The briefing document also shows that Mr Howard was able to tell staff that he was going to reject in-cell television - a key recommendation from the Learmont inquiry into security, carried out in the wake of last year's serious escapes. However, he was not prepared to tell staff that those inmates who already have them will be given six months notice of their withdrawal because of the threat to disorder. Nor that unconvicted prisoners on remand will still be allowed to have them.
Mr Howard's "line", as revealed in the documents, is that in-cell television "is incompatible with government policy that prison regimes should be decent but austere".
His meeting with staff was to discuss the impact of the 13 percent budget cuts over the next three years. While his line to staff was that they should do their utmost to maintain education and other out-of cell activities, he would not tell them that 60 per cent of jails were axing education classes.

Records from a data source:
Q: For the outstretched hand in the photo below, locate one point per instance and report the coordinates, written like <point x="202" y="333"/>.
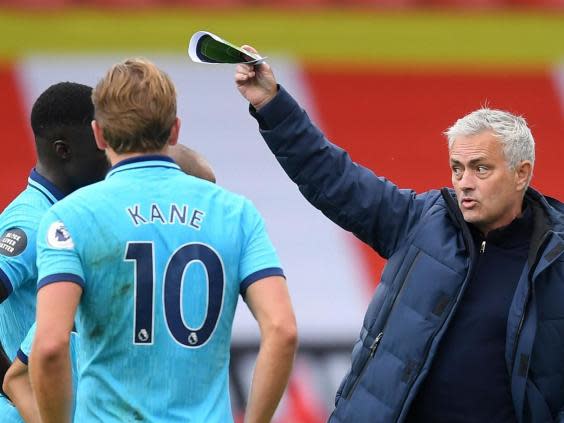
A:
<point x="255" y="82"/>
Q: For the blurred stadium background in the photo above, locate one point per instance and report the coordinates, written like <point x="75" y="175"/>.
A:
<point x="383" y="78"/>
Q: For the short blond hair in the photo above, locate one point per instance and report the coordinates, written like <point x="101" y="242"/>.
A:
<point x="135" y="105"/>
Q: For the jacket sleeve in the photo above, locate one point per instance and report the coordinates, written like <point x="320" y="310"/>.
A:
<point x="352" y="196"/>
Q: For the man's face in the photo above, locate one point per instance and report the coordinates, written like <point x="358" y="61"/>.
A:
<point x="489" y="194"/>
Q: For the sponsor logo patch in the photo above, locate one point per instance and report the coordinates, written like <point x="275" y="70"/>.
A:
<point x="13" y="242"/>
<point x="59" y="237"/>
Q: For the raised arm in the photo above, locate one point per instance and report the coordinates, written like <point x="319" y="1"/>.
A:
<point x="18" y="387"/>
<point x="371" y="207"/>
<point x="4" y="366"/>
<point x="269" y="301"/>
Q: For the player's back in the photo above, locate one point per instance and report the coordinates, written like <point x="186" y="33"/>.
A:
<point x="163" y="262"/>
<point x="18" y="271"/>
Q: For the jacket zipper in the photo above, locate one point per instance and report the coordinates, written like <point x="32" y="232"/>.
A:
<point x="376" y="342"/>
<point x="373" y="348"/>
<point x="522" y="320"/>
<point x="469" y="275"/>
---
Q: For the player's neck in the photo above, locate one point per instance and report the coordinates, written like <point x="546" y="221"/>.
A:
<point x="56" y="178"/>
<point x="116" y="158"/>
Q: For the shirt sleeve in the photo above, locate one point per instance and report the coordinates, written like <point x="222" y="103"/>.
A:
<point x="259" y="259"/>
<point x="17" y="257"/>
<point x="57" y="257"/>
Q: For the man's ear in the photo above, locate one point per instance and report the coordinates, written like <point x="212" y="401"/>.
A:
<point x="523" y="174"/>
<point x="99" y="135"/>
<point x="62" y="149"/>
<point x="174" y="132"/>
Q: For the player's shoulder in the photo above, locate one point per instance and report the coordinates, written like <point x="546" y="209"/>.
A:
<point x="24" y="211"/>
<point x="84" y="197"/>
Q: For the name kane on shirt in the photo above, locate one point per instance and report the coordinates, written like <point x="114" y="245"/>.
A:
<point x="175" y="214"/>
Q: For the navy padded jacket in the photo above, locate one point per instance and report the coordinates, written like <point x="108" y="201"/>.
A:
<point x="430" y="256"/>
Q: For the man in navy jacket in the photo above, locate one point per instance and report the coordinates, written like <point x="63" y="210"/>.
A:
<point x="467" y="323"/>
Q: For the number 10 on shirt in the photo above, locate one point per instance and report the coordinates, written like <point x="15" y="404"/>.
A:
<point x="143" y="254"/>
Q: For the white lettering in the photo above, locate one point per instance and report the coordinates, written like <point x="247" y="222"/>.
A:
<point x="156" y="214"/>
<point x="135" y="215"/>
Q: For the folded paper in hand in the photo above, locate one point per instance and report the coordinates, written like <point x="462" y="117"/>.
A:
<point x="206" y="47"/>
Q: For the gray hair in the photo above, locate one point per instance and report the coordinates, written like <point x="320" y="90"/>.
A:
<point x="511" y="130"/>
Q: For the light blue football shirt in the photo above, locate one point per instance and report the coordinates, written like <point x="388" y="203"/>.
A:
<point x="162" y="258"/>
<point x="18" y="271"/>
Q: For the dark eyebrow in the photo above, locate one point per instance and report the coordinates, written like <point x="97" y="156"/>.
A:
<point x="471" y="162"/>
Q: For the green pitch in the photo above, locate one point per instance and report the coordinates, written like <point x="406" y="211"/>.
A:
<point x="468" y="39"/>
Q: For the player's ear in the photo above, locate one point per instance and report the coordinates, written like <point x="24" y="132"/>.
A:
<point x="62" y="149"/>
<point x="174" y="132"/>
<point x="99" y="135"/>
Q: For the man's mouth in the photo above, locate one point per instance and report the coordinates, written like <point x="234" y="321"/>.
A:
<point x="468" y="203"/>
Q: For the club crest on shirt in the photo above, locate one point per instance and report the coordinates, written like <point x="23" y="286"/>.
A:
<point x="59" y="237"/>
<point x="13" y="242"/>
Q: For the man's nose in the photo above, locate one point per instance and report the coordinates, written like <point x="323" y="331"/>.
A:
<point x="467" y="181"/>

Written tasks
(1) For the prison policy text, decide whether each statement agrees with it, answering yes or no and quoting the words that settle it: (a) The meeting with staff was held to discuss the impact of budget cuts over the next three years. (b) Unconvicted prisoners on remand will lose their televisions. (c) Half of jails were axing education classes.
(2) Repeat the prison policy text word for word, starting at "His meeting with" and ending at "axing education classes.".

Answers for the exercise
(1)
(a) Yes: "His meeting with staff was to discuss the impact of the 13 percent budget cuts over the next three years."
(b) No: "unconvicted prisoners on remand will still be allowed to have them."
(c) No: "60 per cent of jails were axing education classes."

(2)
His meeting with staff was to discuss the impact of the 13 percent budget cuts over the next three years. While his line to staff was that they should do their utmost to maintain education and other out-of cell activities, he would not tell them that 60 per cent of jails were axing education classes.